## Extrait fourni:
⟨
Le berger Antar vient de sauver la fille de l'émir Malek (qu'il aime, sans avoir osé demander sa main), et de dérouter les ennemis de son maître. Cheyhoub, son demi-frère qui a participé au combat, s'adresse à l'émir ingrat.

Malek, à Amarat
Ma fille, je te l'ai promise.
Et tu l'auras malgré leurs cris...

Amarat
Tu peux disposer à ta guise
De mes richesses pour son prix...
[ndCSS : Amarat parle du prix du courage d'Antar.]

Malek, s'avançant vers les Chefs et les Bergers
On m'a dit que, dans notre absence,
Antar, le berger, fut parfait
Et qu'il mérite, à cet effet.
Récompense.

Cheyboub, hautain et narquois
Sa récompense, émir, est d'avoir réussi
A nous permettre, à tous, de nous trouver ici :
Tel émir retrouvant sa fille ;
L'autre, son bien et son troupeau ;
Un autre, intacte sa famille ;
Et nous, intacte notre peau !

Amarat
Quelle allure et quelle insolence!

Cheyhoub, à Malek
Voilà comment, en votre absence,
Il fut parfait. Cela vaut-il ta récompense?

Amarat, ''examinant dédaigneusement Cheyhoub,
Quelle audace! Et quel pauvre aspect !
C'est trop nous manquer de respect !
Tu n'es pas Antar?

Gheybonb, se contenant Oh ! non, certes !
Ce serait, mon émir, ta perte
Si j'étais lui.
Mon burnous seul au sien ressemble,
Tous deux se sont battus ensemble
Tout aujourd'hui.
⟩
Recopiez fidèlement, dans l'extrait sur Antar, le passage qui va de « Malek, s'avançant vers » jusqu'à « intacte notre peau ! ».

## Extraits de données:
⟨
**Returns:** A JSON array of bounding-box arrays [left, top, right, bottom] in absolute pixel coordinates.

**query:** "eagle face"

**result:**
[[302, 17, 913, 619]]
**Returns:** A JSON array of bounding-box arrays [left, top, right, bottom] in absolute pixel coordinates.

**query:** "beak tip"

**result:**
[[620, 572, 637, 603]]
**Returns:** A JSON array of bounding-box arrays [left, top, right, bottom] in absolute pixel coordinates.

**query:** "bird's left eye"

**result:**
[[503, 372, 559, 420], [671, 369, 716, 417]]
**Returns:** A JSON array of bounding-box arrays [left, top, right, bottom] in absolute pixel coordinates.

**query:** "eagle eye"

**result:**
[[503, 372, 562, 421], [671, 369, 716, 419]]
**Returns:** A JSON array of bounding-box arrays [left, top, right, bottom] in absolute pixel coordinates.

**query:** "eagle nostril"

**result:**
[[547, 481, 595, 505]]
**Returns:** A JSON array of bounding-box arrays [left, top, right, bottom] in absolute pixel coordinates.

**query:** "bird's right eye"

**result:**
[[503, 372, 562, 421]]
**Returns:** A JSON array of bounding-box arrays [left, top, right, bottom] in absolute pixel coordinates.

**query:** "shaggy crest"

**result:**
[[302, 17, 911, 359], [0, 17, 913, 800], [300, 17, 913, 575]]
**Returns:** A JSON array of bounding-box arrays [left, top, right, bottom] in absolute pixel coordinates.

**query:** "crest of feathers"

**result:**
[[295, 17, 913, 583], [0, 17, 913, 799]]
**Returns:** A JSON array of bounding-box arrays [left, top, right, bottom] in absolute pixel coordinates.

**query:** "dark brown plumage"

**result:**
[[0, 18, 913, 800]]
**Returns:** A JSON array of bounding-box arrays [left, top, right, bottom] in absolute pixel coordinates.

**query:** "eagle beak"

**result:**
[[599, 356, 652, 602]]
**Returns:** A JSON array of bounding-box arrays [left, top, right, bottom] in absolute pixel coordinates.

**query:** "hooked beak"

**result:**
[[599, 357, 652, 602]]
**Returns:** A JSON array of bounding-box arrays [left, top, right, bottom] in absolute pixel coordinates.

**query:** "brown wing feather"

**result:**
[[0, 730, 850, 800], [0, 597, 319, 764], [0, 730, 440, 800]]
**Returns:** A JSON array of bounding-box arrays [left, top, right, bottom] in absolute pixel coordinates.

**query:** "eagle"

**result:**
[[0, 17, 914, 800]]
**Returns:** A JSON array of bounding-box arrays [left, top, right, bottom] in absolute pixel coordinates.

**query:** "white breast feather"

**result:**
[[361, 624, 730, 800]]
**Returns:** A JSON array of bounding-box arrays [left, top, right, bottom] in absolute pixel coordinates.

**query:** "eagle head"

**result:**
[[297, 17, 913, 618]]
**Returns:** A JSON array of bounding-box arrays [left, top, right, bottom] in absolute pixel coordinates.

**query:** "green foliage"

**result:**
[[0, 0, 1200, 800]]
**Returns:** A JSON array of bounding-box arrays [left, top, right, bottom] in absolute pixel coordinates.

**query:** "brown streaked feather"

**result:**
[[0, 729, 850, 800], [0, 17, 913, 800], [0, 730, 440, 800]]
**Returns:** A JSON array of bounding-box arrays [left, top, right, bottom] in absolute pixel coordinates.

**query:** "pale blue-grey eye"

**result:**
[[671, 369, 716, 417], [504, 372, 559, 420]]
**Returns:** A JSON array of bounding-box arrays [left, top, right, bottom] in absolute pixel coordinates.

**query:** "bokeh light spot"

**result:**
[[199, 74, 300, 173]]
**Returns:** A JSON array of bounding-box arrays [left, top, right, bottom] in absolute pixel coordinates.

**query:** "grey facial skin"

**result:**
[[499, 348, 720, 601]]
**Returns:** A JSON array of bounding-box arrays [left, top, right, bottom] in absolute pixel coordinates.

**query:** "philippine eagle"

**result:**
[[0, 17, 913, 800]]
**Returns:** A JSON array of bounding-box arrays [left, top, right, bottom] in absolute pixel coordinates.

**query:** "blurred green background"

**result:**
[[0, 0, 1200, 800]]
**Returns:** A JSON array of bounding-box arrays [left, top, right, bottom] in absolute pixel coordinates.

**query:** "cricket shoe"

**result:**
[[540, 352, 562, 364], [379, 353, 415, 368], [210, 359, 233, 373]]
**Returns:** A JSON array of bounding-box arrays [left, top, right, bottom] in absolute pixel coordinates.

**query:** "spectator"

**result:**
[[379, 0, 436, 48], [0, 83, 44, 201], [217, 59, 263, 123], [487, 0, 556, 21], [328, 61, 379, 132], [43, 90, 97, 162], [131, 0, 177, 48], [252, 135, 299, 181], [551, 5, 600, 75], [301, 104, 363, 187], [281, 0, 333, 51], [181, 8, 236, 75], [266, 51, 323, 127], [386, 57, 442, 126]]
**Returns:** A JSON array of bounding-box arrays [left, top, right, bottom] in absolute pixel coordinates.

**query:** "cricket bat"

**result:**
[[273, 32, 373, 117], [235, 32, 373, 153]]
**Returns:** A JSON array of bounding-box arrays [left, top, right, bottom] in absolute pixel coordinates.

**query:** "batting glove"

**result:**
⟩
## Réponse attendue:
Malek, s'avançant vers les Chefs et les Bergers
On m'a dit que, dans notre absence,
Antar, le berger, fut parfait
Et qu'il mérite, à cet effet.
Récompense.

Cheyboub, hautain et narquois
Sa récompense, émir, est d'avoir réussi
A nous permettre, à tous, de nous trouver ici :
Tel émir retrouvant sa fille ;
L'autre, son bien et son troupeau ;
Un autre, intacte sa famille ;
Et nous, intacte notre peau !